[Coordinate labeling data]
──────────────────────────────
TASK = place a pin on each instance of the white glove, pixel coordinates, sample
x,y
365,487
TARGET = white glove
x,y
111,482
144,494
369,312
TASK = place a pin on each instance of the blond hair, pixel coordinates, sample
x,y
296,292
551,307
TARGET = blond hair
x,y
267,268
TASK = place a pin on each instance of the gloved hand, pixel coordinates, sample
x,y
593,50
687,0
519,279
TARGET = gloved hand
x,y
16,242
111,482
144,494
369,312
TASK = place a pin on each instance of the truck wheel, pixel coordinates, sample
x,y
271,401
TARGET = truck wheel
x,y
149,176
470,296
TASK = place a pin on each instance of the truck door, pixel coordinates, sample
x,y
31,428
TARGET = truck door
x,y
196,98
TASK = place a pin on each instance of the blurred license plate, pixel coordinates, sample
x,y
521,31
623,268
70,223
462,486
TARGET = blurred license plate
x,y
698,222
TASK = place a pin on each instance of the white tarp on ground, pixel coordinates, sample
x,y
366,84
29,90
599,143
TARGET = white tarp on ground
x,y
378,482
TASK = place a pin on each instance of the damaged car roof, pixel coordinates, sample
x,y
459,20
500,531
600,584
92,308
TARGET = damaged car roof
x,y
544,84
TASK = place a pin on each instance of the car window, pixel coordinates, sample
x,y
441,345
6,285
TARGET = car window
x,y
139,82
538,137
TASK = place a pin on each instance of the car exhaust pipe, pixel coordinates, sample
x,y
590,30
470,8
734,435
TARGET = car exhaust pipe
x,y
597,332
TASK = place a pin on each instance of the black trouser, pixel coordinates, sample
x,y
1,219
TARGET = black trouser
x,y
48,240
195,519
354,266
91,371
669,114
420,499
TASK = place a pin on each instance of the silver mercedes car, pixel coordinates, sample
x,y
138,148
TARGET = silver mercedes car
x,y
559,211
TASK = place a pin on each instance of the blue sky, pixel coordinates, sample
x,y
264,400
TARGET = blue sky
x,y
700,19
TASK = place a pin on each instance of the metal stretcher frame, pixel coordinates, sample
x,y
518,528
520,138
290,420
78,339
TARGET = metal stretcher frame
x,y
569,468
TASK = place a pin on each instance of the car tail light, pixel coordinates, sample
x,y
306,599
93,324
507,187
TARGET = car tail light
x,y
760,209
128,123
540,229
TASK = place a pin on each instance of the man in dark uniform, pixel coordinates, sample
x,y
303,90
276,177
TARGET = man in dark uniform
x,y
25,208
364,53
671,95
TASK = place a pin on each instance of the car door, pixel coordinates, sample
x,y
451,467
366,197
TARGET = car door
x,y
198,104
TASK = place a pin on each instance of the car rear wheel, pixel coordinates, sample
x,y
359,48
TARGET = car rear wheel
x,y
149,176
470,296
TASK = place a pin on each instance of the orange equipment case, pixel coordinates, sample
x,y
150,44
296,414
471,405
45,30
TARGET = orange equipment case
──────────────────────────────
[TASK GOAL] Edit the rows running from the line that contains "light, pixel coordinates, sample" through the end of the rows, replacing "car door" with "vehicle door" and leaving everything else unchanged. Give back only those lines.

[COMPLETE OUTPUT]
TASK = place a pin on each instance of the car tail light, pixel coordinates, sample
x,y
306,599
93,324
507,187
TARGET = car tail light
x,y
760,209
128,123
540,229
TASK = place a pin on each instance of the man in dark uniform, pixel coordinates, sample
x,y
303,90
276,177
TARGET = man in dark uniform
x,y
25,208
364,53
671,95
TASK = place a pin on each instance of the vehicle door, pixel coordinates, sample
x,y
451,467
366,197
TARGET = vehicle door
x,y
198,104
TASK = place a pin on each instance of the car rear wheel, pixel coordinates, sample
x,y
359,48
TARGET = car rear wheel
x,y
149,176
470,296
TASK = place a pin on each instance of the orange equipment case, pixel coordinates, sample
x,y
150,44
296,414
471,405
45,30
TARGET = orange equipment case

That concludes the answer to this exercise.